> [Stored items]
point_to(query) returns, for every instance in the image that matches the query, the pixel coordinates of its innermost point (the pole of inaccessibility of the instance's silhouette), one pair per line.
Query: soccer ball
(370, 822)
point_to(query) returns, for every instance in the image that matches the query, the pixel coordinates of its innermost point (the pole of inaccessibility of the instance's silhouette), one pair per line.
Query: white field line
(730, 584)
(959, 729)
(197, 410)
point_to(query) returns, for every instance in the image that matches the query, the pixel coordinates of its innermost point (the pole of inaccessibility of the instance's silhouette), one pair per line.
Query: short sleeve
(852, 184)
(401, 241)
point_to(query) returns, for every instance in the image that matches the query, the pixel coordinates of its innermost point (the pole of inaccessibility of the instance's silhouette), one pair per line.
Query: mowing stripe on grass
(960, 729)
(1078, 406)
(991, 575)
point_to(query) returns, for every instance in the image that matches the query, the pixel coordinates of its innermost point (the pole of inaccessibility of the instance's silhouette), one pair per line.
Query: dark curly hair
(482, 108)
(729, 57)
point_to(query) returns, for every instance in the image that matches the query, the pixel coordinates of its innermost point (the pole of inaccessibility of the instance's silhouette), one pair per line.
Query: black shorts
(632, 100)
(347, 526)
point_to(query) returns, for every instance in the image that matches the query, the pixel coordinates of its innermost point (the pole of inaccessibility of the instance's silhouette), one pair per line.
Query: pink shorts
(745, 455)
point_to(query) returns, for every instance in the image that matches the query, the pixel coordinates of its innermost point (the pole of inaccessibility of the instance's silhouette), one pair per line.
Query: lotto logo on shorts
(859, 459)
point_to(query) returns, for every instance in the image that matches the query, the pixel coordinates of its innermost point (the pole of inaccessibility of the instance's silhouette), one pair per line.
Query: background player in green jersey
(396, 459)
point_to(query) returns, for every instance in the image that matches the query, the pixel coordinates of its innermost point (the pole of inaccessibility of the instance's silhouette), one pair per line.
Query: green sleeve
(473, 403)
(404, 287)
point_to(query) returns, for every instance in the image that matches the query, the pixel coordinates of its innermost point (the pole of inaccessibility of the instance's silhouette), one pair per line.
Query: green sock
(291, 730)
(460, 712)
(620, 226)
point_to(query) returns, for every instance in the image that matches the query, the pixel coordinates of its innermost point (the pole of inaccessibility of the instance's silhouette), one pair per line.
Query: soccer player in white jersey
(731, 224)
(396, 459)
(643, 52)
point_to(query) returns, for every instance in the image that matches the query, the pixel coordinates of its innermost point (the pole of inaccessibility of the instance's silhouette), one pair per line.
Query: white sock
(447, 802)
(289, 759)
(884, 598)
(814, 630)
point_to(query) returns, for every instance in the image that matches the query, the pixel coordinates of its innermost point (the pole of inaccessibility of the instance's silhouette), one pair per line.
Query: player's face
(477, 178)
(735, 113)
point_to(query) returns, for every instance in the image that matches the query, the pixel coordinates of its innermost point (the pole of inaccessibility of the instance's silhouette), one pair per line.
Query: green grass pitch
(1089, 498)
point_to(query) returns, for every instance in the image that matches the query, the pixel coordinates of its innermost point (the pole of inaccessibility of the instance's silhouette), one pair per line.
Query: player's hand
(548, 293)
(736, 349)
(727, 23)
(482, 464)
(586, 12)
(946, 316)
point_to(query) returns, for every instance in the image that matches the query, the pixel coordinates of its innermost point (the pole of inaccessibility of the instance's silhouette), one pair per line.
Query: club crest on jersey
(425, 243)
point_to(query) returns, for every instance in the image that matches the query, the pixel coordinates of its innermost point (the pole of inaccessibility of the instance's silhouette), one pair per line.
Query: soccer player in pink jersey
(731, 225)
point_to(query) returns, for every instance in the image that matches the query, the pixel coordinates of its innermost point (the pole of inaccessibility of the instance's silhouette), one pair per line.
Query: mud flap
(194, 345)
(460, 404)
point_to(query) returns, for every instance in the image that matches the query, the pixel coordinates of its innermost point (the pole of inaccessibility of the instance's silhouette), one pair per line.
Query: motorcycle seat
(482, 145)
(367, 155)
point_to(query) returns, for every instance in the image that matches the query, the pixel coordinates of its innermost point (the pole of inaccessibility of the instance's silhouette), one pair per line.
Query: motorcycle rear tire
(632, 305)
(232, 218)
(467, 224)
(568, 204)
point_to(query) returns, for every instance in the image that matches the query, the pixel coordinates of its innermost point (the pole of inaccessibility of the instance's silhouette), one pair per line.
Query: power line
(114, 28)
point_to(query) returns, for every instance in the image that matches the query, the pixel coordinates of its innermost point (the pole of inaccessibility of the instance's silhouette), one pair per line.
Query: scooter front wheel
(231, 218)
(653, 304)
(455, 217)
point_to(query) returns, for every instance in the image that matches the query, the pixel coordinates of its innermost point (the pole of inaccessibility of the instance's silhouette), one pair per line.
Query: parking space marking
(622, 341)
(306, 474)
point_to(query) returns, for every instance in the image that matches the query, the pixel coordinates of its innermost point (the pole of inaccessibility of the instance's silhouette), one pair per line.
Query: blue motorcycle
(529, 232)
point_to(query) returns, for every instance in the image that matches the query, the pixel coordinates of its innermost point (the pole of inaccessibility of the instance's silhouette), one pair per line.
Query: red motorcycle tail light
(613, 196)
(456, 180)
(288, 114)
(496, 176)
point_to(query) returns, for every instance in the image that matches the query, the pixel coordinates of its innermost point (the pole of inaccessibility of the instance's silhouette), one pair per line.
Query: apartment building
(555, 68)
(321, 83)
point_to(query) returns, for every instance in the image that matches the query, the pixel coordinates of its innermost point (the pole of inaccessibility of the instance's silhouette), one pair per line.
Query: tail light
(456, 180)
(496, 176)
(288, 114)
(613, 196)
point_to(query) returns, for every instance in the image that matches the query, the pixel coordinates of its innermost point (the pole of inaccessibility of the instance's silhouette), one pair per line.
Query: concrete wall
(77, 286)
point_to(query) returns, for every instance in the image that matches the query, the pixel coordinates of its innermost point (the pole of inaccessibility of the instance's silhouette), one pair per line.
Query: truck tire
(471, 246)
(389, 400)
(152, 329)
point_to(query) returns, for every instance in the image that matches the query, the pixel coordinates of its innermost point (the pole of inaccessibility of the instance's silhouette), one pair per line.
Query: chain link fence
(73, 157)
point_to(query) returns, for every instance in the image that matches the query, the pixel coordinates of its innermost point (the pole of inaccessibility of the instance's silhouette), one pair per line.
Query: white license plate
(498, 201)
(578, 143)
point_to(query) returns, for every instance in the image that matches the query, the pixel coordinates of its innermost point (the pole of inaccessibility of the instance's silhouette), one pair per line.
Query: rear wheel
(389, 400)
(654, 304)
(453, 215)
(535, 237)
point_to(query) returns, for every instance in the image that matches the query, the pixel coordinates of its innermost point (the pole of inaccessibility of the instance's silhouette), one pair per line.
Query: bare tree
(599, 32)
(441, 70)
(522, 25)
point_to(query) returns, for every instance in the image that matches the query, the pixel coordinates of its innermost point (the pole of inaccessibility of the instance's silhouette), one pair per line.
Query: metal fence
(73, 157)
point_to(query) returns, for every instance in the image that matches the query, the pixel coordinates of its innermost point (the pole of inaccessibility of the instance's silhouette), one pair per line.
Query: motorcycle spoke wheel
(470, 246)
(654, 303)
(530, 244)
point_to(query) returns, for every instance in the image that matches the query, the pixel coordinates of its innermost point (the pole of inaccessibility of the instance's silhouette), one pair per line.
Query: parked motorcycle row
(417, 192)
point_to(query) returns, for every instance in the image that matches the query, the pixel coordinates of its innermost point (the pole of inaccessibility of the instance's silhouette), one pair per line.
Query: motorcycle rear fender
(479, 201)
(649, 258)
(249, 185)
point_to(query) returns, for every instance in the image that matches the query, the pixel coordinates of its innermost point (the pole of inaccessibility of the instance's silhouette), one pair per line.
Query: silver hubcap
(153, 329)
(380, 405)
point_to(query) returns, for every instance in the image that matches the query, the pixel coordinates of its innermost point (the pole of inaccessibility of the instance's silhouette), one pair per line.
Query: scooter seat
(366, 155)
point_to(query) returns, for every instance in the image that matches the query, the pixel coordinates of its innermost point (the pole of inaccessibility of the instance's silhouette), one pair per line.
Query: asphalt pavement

> [Prompt] Show each line of the material that contains the string "grass", copied in full. Matches must have the same uppercase and lowercase letters.

> [Exercise output]
Query: mowing stripe on grass
Query: green grass pitch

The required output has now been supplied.